= Set problem =
Can you carry on the techno EP reviews from the point where they stop?

= Extract provided =

● ● ● ●

Ann Gore - Infatuation (SH303)
A0 Betty
B1 Deadrie
B2 Beatrice

The only music Discogs credits to Ann Gore are this EP and 1998's Sunblind (SH12). The three cuts all have women's names here, perhaps given the name of the EP, they might have been people Ann had crushes on? Betty kicks things off with a vibe which is both delightfully trippy and hard hitting. Constant bubbling/chirping with an insistent one chord jamming. Sometimes some additional acid woven in for good measure. Deadrie continues the insistent one chord vamp with the focus here being a good constant energy good for transitions up or down in energy. The variations such that they exist are in the drum programming and some subtle filtering of the chord. Beatrice is another trippy one with some nicely matched drum and riffing with regards to both pacing and rhythm. The opening and closing numbers are the definite highlights of the 12" and this EP is already more creative and distinctive than the two before it in the catalogue.

David Paxton - Careless Love (SH404)
A0 Lockdown
B1 Set It Off
B2 Across Your Face

David Paxton likewise seems to only have credits on this label. Lockdown is a solid state two-chord rocker chugger, static but useful. Set It Off is cut from the same cloth but more variance in energy can be found and the hook seems to be from a somewhat more timbrally interesting source. Across Your Face does indeed have some motion and sense of space the title suggests, not the most interesting thing on here but not a bad cut to throw in a set.

Eddy Masvoodler:
Deposit (SH505)
Successive Change (SH606)

Deposit (SH505)
A1 Remit
A2 Tap
B1 Pass On
B2 Wind Up

Eddy Masvoodler is the alias of the ever-busy Mick Harris. Though he may be best known to some as a former drummer of Napalm Death, he is someone who has had his fingers in many electronic pies over the years, including dnb as Quoit, making trip hop and illbient and other bass spectrum things as Scorn, collaborating with John Zorn in PainKiller, Harris has several techno projects including Monrella which recorded largely for Regis' ZET label. "Remit" feels like a harder edged take on something Millsian and wouldn't be out of place either in a set by the Wizard or one of his peers in his native Birmingham. "Tap" has some fun with delay but doesn't feel entiiiiirely dub and definitely sticks out more than "Remit" which seems cheekily named ("Does this fit the remit of some proper techno for ya?") "Pass On" is an incredible tool with some incredible use of the stereo field with psychedelic bubbles dizzyingly rapidly panning and squeaking while the percussion mostly changes up except for the insistent kick. "Wind Up" is similarly dizzying with some lovely call and answer happening between the drums and the synth here. All in all a very neat EP worth checking out and has interesting things to offer anyone on the dancefloor, behind the decks, or ideas for a producer.

Successive Change (SH606)

● ● ● ●

= Information provided =
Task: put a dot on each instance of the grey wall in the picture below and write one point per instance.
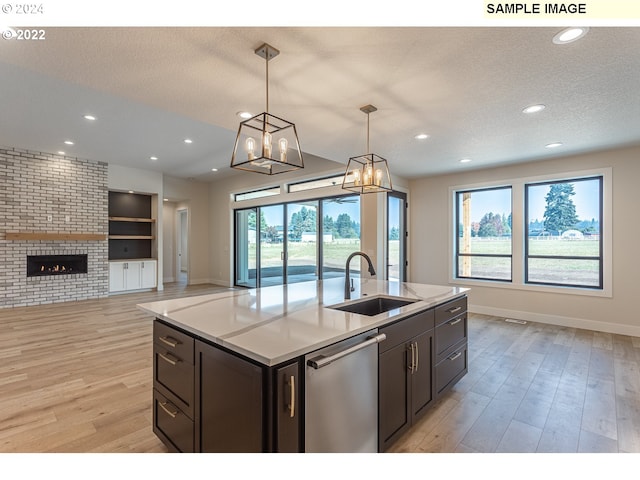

● ● ● ●

= Reply to the task =
A0 Course
B1 Raketactics
B2 Pluck

Pluck is a similarly strange but interesting track to some of those found on Deposit (SH505). I wasn't able to find the rest to listen to.

1997

Raoul Delgardo - Hanging Brains (SH707)
A0 Metal Monster
B1 Big Bird
B2 Dave's Apartment

Metal Monster is yet another example of the very cool, psychedelic-meets-industrial techno this label showcases. An absolute mindmelter. Big Bird is also kinda weird but a lot easier to use without blending as is Dave's Apartment. This whole EP is a lot more distinctive than Delgardo's first two, but all three so far have shown themselves to be worth a listen and spin.

Naohisa Furusawa - Zoo-Music (SH808)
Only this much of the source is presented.